YOUR ASSIGNMENT:
Reproduce the records below in their entirety, exactly as shown.

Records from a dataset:
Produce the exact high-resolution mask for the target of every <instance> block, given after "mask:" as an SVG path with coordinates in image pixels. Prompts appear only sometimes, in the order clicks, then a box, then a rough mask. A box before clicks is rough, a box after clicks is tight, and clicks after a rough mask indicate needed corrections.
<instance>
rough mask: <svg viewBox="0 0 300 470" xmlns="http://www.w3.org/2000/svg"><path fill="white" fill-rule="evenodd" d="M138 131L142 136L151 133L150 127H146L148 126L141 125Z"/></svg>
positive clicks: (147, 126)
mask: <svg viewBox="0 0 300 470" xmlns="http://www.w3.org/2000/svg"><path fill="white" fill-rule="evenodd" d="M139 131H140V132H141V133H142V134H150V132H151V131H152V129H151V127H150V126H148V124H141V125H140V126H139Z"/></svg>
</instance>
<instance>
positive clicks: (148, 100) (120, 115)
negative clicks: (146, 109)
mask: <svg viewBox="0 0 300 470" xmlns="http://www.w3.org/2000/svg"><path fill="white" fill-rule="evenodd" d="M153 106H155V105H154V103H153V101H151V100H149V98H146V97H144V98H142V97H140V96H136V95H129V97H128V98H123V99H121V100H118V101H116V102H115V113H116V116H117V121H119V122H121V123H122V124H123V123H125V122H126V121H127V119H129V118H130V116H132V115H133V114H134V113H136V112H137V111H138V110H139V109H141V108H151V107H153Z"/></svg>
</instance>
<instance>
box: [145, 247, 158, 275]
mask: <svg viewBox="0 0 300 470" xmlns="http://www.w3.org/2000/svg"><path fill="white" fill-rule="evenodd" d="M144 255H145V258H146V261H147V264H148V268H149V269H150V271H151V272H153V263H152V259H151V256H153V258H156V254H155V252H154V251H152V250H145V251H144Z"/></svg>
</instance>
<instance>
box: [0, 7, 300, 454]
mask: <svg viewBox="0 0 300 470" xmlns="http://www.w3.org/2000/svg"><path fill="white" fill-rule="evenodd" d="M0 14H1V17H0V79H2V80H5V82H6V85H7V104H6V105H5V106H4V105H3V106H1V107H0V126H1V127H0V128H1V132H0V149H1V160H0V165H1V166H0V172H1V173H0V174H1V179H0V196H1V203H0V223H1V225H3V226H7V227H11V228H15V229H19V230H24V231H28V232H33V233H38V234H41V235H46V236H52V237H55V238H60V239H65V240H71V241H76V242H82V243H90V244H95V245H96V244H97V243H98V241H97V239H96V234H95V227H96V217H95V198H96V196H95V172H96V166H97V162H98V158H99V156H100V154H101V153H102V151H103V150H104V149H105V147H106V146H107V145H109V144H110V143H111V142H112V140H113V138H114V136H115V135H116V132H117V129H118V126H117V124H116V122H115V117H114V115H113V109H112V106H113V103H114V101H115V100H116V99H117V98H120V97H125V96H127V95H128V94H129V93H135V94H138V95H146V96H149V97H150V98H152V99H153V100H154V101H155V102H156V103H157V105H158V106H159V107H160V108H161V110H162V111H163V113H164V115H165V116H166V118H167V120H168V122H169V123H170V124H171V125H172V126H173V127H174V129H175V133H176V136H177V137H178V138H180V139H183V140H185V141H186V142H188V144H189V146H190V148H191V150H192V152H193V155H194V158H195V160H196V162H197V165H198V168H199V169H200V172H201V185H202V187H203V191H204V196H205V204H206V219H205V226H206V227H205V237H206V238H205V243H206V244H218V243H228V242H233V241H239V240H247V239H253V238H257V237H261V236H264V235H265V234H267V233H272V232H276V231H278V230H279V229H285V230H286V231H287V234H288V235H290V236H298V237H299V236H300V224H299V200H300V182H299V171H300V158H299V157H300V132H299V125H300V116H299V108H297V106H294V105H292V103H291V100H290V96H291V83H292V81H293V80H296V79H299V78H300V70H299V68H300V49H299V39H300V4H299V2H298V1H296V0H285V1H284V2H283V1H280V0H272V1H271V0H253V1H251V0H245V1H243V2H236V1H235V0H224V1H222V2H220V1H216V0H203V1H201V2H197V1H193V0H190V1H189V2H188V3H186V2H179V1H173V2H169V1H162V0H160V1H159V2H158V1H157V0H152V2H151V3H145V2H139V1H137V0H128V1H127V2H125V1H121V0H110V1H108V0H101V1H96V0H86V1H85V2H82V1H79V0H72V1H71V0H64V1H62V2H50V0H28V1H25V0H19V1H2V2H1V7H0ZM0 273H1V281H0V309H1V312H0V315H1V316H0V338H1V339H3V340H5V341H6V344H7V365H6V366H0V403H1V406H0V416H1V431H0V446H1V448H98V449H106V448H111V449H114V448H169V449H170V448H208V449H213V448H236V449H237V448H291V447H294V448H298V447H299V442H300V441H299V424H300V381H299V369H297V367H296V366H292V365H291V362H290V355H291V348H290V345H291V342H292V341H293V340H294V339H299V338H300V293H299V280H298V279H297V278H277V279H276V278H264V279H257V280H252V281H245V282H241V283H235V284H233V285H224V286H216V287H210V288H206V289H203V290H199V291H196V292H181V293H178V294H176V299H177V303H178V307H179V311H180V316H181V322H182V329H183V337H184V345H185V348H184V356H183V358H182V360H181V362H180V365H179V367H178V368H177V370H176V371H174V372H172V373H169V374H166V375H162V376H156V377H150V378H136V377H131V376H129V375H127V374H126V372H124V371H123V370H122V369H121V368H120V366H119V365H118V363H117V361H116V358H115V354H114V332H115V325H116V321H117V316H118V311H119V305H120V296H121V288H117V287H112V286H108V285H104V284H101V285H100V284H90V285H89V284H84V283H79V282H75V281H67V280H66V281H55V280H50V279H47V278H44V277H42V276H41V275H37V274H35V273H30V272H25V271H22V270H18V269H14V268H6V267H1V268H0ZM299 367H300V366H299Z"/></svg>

WRITTEN SOLUTION:
Produce the exact high-resolution mask for the target of every <instance> block, given after "mask:" as an SVG path with coordinates in image pixels. Prompts appear only sometimes, in the order clicks, then a box, then a rough mask. A box before clicks is rough, a box after clicks is tight, and clicks after a rough mask indicate needed corrections.
<instance>
rough mask: <svg viewBox="0 0 300 470" xmlns="http://www.w3.org/2000/svg"><path fill="white" fill-rule="evenodd" d="M138 131L142 136L151 133L150 127H146L148 126L141 125Z"/></svg>
positive clicks: (147, 126)
mask: <svg viewBox="0 0 300 470" xmlns="http://www.w3.org/2000/svg"><path fill="white" fill-rule="evenodd" d="M139 131H140V132H141V133H142V134H150V132H151V131H152V129H151V127H150V126H148V124H141V125H140V126H139Z"/></svg>
</instance>
<instance>
positive clicks: (148, 100) (120, 115)
negative clicks: (146, 109)
mask: <svg viewBox="0 0 300 470" xmlns="http://www.w3.org/2000/svg"><path fill="white" fill-rule="evenodd" d="M153 106H155V105H154V103H153V101H151V100H149V98H146V97H144V98H142V97H140V96H136V95H129V97H128V98H123V99H121V100H118V101H116V102H115V113H116V116H117V121H119V122H121V123H122V124H123V123H125V122H126V121H127V119H129V118H130V116H132V115H133V114H134V113H136V112H137V111H138V110H139V109H141V108H151V107H153Z"/></svg>
</instance>
<instance>
box: [145, 247, 158, 275]
mask: <svg viewBox="0 0 300 470" xmlns="http://www.w3.org/2000/svg"><path fill="white" fill-rule="evenodd" d="M144 255H145V258H146V261H147V264H148V268H149V269H150V271H151V272H153V263H152V259H151V256H153V258H156V254H155V252H154V251H152V250H145V251H144Z"/></svg>
</instance>
<instance>
box: [0, 7, 300, 454]
mask: <svg viewBox="0 0 300 470" xmlns="http://www.w3.org/2000/svg"><path fill="white" fill-rule="evenodd" d="M0 14H1V17H0V79H2V80H5V82H6V85H7V104H6V105H5V106H4V105H3V106H1V107H0V126H1V127H0V128H1V132H0V149H1V160H0V165H1V166H0V172H1V173H0V174H1V179H0V196H1V203H0V223H1V225H3V226H7V227H11V228H15V229H19V230H24V231H28V232H33V233H38V234H41V235H46V236H52V237H55V238H60V239H65V240H71V241H76V242H82V243H90V244H95V245H96V244H97V243H98V241H97V239H96V234H95V227H96V217H95V198H96V196H95V172H96V166H97V162H98V158H99V156H100V154H101V153H102V151H103V150H104V149H105V147H106V146H107V145H109V144H110V143H111V142H112V140H113V138H114V136H115V135H116V132H117V129H118V126H117V124H116V122H115V117H114V115H113V109H112V106H113V103H114V101H115V100H116V99H117V98H120V97H125V96H127V95H128V94H129V93H135V94H138V95H146V96H149V97H150V98H152V99H153V100H154V101H155V102H156V103H157V105H158V106H159V107H160V108H161V110H162V111H163V113H164V115H165V116H166V118H167V120H168V122H169V123H170V124H171V125H172V126H173V127H174V129H175V133H176V136H177V137H178V138H180V139H183V140H185V141H186V142H188V144H189V146H190V148H191V150H192V152H193V155H194V158H195V160H196V162H197V165H198V168H199V169H200V172H201V185H202V187H203V191H204V196H205V204H206V219H205V226H206V227H205V237H206V238H205V243H206V244H218V243H228V242H233V241H239V240H247V239H253V238H257V237H261V236H264V235H265V234H267V233H272V232H276V231H278V230H279V229H285V230H286V231H287V234H288V235H290V236H298V237H299V236H300V224H299V200H300V182H299V171H300V158H299V157H300V132H299V125H300V116H299V108H297V106H294V105H292V103H291V100H290V96H291V83H292V81H293V80H296V79H299V78H300V70H299V68H300V49H299V39H300V4H299V2H298V1H296V0H285V1H284V2H283V1H280V0H272V1H271V0H253V1H251V0H245V1H243V2H236V1H235V0H224V1H222V2H220V1H216V0H203V1H201V2H197V1H193V0H190V1H189V2H188V3H186V2H179V1H173V2H169V1H162V0H160V1H159V2H158V1H157V0H152V2H151V3H145V2H139V1H137V0H128V1H127V2H125V1H121V0H110V1H108V0H101V1H96V0H86V1H85V2H82V1H79V0H72V1H71V0H64V1H62V2H50V0H28V1H25V0H19V1H2V2H1V7H0ZM0 273H1V281H0V309H1V312H0V315H1V316H0V338H1V339H3V340H5V341H6V344H7V365H6V366H0V403H1V406H0V416H1V431H0V446H1V448H98V449H106V448H111V449H114V448H169V449H170V448H208V449H213V448H236V449H237V448H291V447H294V448H298V447H299V442H300V441H299V424H300V381H299V369H297V367H296V366H292V365H291V362H290V355H291V348H290V345H291V342H292V341H293V340H294V339H299V338H300V293H299V280H298V279H297V278H277V279H276V278H264V279H257V280H252V281H245V282H241V283H235V284H233V285H224V286H216V287H210V288H206V289H203V290H199V291H196V292H181V293H178V294H176V299H177V303H178V307H179V311H180V316H181V322H182V329H183V337H184V345H185V348H184V356H183V358H182V360H181V362H180V365H179V367H178V368H177V370H176V371H174V372H172V373H169V374H166V375H162V376H156V377H150V378H136V377H131V376H129V375H127V374H126V372H124V371H123V370H122V369H121V368H120V366H119V365H118V363H117V361H116V358H115V354H114V332H115V325H116V321H117V316H118V311H119V305H120V296H121V288H117V287H112V286H108V285H104V284H101V285H100V284H90V285H89V284H84V283H79V282H75V281H67V280H66V281H55V280H50V279H47V278H44V277H42V276H41V275H37V274H35V273H30V272H25V271H22V270H18V269H14V268H6V267H1V268H0ZM299 367H300V366H299Z"/></svg>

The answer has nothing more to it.